Instructions to follow:
I'd like the line containing "Task: identify the gray" and every line below it, to the end of the material, repeated exactly and with nothing else.

###

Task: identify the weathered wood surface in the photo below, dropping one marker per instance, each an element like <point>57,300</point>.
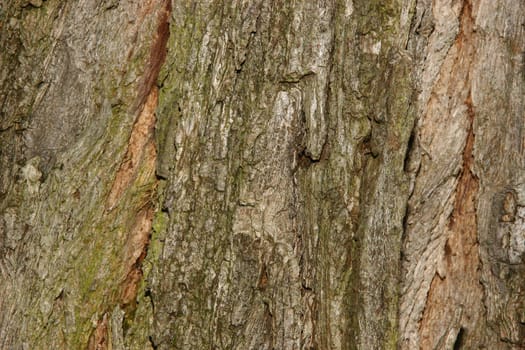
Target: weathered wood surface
<point>262,174</point>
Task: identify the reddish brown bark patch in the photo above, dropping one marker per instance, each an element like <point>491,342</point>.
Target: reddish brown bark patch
<point>140,148</point>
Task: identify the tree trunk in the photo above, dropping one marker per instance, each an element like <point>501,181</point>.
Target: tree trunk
<point>262,174</point>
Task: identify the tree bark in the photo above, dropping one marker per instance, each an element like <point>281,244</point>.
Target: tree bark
<point>262,174</point>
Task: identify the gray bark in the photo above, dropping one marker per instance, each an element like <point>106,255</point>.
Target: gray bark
<point>262,174</point>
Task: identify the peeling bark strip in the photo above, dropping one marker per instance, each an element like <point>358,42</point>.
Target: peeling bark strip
<point>141,148</point>
<point>99,339</point>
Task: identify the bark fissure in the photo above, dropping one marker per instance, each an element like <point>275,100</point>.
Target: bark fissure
<point>456,285</point>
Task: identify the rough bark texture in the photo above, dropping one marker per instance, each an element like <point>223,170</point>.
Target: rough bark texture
<point>262,174</point>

###

Output below:
Task: identify the gray bark in the photo above, dropping one marker per instance, each an element like <point>106,255</point>.
Target: gray bark
<point>262,174</point>
Task: identify the peeling bark strip in the photo above, dropping one marker per instance, each an element like <point>358,42</point>.
Target: peeling bark strip
<point>141,148</point>
<point>99,339</point>
Task: identify the bark fissure in the photo above, dropping one marker per instance, each an element like <point>275,100</point>.
Target: bark fissure
<point>456,285</point>
Task: identify the rough bark texture in the photo above, dropping one marker per instance, each an element like <point>223,170</point>.
Target: rough bark texture
<point>262,174</point>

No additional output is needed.